> [Given task] Reproduce verbatim the portion of the items below that begins with the line containing "orange jacket in" and ends with the line containing "[(51, 366)]", including both of those lines.

* START Provided information *

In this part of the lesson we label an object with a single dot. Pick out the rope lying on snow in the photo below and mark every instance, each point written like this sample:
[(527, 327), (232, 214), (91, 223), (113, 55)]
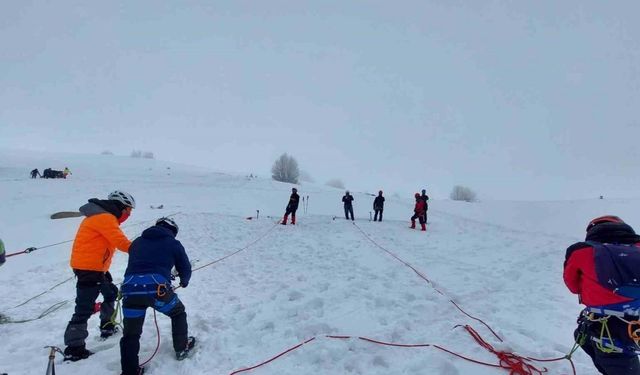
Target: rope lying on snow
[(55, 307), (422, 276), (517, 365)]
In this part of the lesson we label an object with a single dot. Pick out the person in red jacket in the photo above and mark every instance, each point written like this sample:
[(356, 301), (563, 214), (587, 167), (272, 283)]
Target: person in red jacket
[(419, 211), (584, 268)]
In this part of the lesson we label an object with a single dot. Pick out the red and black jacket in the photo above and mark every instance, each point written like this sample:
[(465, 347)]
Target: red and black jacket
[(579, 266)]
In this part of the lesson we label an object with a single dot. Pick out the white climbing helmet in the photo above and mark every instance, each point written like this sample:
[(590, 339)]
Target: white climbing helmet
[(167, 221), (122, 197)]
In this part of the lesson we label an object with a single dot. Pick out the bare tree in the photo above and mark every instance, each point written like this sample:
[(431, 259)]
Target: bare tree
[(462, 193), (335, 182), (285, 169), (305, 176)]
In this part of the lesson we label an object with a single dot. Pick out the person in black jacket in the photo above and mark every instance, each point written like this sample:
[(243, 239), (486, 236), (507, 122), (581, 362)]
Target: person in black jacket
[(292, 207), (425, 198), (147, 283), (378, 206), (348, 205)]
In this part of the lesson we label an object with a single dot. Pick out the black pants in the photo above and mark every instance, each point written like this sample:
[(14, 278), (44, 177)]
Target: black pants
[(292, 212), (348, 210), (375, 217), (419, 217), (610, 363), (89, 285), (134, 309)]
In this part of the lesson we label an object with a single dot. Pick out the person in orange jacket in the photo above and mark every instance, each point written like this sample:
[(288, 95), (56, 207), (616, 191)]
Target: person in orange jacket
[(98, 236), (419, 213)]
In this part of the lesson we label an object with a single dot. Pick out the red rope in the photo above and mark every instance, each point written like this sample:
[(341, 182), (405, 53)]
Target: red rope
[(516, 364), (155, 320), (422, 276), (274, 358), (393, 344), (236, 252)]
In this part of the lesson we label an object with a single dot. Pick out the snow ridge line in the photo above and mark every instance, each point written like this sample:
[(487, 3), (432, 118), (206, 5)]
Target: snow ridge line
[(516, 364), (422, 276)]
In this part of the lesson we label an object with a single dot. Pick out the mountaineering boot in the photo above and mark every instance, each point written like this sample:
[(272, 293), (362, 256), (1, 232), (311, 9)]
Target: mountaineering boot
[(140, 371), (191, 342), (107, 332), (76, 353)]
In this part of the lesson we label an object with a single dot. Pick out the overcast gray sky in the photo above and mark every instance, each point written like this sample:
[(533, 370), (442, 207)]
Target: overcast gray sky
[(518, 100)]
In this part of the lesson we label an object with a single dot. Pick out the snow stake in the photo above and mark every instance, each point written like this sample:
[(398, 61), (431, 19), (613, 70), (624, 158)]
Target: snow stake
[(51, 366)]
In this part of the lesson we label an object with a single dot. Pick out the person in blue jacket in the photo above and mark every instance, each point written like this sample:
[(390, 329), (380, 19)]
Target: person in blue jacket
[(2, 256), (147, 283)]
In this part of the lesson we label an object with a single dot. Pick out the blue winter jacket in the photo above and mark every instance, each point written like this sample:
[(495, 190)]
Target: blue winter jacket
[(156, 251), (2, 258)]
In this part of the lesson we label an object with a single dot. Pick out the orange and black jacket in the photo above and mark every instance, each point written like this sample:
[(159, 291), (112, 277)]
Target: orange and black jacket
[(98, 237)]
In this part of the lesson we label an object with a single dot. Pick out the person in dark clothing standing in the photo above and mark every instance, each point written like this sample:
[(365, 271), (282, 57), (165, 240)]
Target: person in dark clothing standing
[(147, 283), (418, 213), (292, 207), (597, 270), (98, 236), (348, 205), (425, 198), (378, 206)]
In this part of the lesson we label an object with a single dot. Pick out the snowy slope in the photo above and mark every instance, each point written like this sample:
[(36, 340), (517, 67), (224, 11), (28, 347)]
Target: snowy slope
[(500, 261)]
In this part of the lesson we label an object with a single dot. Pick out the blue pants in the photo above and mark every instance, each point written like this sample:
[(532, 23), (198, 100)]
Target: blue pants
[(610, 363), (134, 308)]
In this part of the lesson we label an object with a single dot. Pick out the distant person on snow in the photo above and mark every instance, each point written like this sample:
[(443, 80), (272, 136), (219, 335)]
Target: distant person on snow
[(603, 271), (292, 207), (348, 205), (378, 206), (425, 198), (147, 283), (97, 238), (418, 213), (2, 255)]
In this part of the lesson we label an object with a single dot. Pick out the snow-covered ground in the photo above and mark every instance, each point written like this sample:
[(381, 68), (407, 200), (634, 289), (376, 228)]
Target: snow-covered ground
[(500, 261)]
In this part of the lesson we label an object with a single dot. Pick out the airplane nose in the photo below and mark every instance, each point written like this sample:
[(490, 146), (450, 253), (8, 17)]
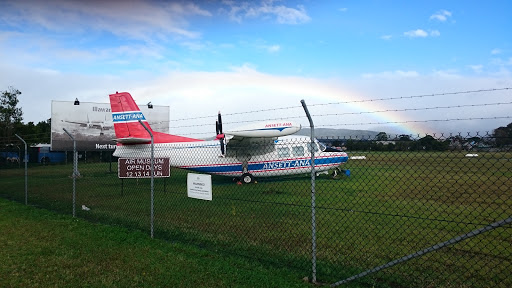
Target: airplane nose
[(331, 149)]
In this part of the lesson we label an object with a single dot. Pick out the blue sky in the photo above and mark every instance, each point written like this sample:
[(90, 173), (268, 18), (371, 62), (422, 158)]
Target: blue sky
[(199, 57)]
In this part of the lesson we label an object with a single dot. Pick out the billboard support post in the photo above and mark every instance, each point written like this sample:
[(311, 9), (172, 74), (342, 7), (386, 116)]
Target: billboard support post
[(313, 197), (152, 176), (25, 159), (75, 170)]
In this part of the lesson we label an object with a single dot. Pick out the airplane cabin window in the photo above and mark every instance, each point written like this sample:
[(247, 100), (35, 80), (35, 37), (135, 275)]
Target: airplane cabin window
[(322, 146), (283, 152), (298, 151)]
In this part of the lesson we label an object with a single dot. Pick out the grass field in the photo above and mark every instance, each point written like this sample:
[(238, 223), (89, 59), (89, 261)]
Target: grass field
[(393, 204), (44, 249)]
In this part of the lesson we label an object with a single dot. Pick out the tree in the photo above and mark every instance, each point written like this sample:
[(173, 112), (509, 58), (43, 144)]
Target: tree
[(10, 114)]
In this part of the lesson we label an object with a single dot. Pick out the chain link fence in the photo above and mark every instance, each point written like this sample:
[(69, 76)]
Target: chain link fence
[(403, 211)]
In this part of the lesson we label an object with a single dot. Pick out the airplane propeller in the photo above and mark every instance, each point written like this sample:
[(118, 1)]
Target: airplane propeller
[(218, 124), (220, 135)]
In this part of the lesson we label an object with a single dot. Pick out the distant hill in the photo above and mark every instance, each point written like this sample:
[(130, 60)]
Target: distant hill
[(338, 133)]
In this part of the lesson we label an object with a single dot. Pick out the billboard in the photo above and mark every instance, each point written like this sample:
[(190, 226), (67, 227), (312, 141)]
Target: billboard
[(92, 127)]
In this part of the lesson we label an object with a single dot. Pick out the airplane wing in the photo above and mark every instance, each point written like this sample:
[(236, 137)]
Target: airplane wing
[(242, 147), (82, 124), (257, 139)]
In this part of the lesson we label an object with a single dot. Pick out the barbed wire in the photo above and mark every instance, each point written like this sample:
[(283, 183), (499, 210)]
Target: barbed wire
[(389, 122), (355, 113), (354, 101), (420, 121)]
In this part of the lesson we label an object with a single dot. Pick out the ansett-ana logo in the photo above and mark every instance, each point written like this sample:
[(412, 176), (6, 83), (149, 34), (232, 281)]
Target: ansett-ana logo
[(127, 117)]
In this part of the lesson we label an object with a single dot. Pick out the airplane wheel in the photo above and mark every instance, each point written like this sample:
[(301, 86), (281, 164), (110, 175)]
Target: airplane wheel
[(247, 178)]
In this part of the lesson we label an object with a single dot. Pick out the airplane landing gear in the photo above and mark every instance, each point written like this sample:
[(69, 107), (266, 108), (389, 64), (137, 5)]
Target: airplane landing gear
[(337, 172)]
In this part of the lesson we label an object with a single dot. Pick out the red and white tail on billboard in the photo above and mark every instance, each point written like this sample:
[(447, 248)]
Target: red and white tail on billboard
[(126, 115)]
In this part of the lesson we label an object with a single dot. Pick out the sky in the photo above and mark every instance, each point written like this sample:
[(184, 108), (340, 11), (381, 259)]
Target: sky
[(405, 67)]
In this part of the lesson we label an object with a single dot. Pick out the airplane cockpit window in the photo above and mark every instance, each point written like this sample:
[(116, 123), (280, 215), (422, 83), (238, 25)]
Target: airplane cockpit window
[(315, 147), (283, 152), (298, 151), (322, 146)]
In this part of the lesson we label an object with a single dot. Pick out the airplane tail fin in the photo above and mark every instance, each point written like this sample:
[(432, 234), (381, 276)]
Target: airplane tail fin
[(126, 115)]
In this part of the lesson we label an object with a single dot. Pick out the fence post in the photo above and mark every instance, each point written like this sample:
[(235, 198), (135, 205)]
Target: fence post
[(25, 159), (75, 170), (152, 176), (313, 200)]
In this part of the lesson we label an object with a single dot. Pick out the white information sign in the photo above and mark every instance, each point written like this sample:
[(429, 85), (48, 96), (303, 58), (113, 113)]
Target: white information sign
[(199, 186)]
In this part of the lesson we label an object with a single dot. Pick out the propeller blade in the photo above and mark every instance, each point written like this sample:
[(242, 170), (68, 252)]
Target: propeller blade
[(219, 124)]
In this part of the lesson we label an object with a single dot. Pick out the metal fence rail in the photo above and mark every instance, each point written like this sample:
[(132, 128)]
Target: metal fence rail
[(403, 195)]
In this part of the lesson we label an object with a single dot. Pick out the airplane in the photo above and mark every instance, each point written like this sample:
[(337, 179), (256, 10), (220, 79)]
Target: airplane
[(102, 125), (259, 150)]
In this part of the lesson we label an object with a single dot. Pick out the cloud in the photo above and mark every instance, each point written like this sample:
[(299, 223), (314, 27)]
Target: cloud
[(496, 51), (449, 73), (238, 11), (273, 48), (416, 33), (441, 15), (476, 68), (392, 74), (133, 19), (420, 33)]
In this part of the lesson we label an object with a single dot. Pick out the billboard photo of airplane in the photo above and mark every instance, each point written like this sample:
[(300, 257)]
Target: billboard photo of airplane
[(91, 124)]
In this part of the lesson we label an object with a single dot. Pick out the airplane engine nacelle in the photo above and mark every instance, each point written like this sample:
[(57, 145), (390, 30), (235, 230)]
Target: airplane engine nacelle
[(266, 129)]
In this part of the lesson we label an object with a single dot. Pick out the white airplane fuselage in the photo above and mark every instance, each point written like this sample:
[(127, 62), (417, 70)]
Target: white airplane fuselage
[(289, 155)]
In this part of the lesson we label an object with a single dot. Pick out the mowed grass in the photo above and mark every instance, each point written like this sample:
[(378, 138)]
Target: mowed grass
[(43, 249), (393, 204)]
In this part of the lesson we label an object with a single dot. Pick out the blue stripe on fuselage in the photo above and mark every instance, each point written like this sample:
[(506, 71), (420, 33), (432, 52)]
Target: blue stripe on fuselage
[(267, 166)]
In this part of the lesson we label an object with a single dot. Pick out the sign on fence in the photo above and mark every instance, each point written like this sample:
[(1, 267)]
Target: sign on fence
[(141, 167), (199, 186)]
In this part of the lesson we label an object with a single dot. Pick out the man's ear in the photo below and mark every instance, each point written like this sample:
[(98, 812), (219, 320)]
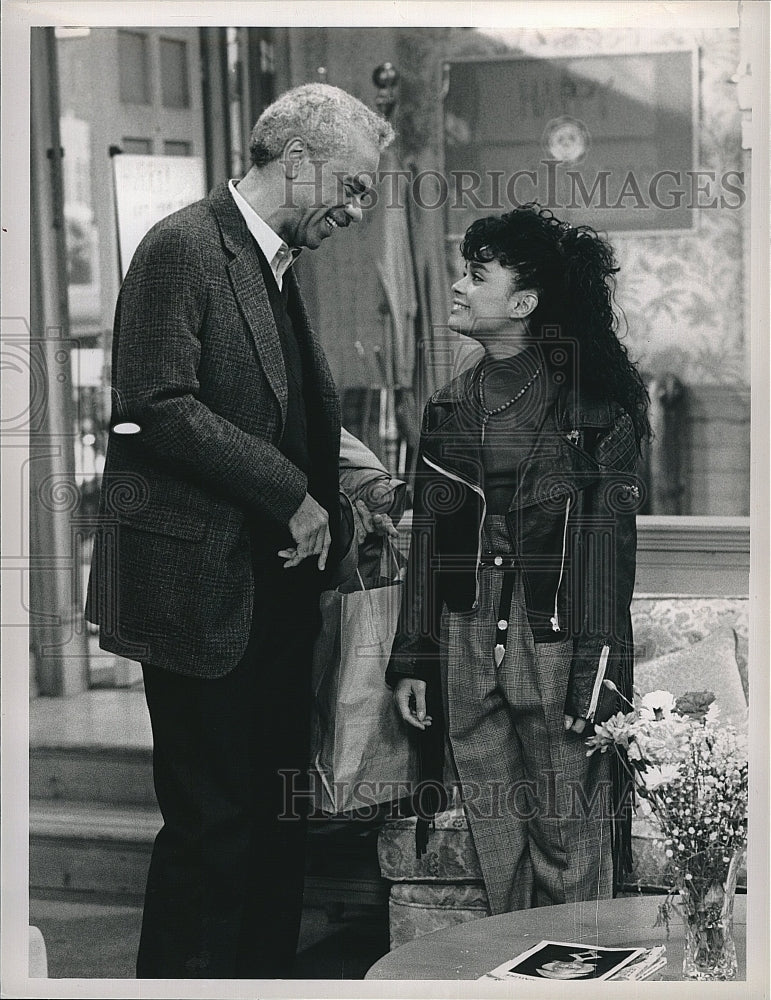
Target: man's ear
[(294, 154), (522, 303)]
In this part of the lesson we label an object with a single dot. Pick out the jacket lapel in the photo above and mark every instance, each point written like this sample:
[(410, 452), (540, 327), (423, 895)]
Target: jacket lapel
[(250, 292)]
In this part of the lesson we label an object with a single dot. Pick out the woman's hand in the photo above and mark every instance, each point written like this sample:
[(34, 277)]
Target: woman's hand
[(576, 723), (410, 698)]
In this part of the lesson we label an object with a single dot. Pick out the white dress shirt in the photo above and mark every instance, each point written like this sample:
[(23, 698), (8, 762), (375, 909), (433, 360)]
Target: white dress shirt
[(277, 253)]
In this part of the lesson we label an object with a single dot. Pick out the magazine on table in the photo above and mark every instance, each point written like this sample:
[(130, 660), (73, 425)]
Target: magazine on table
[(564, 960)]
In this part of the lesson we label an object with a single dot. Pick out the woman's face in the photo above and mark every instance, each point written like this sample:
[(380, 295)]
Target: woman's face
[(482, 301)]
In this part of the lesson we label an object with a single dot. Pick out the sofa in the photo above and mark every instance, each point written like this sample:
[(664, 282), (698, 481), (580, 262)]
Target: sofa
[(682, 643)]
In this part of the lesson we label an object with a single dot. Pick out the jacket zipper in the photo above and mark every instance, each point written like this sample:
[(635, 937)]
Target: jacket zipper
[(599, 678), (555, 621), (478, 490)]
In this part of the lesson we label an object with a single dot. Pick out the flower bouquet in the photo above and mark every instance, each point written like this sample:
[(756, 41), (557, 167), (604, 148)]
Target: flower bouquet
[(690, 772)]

* END Provided information *

> [Solved problem]
In this part of the lesson we label an object with a single dot. Pick out the person in orange jacket in the photo above and mark every instance, each point written like this sample:
[(288, 95), (56, 207), (616, 191)]
Target: person in orange jacket
[(98, 236), (419, 213)]
In this part of the lesson we label an object with a single dot. Pick out the red rope in the photo above and mark every instance, each point written like this sample:
[(341, 182), (405, 53)]
Target: red rope
[(516, 364), (155, 320), (422, 276), (274, 358), (393, 344), (236, 252)]
In this part of the lesson we label an object with a single dot. Pick out the snow ridge line in the photo above and mark every instance, each point written like this sample:
[(487, 3), (432, 118), (206, 5)]
Target: snow ridge line
[(516, 364), (422, 276)]
In this part of the lesson we label an object with a single dot. Pick out the mountaineering boot in the photo above and mark every instance, each point written like this sample:
[(272, 293), (362, 256), (1, 232), (311, 9)]
Target: mountaineering boot
[(140, 371), (191, 342), (107, 332), (76, 353)]
In this part of the lesson we label an object with a single dot. Pick out the overcast gray sky in the photo above and mark every instance, each point written like this sample:
[(533, 370), (442, 207)]
Target: overcast gray sky
[(518, 100)]
In this part of the lesson we label an object with a single dot. Pick out the snow stake in the photo above and mark every instance, each point written like this sample:
[(398, 61), (431, 19), (613, 70), (624, 158)]
Target: snow stake
[(51, 366)]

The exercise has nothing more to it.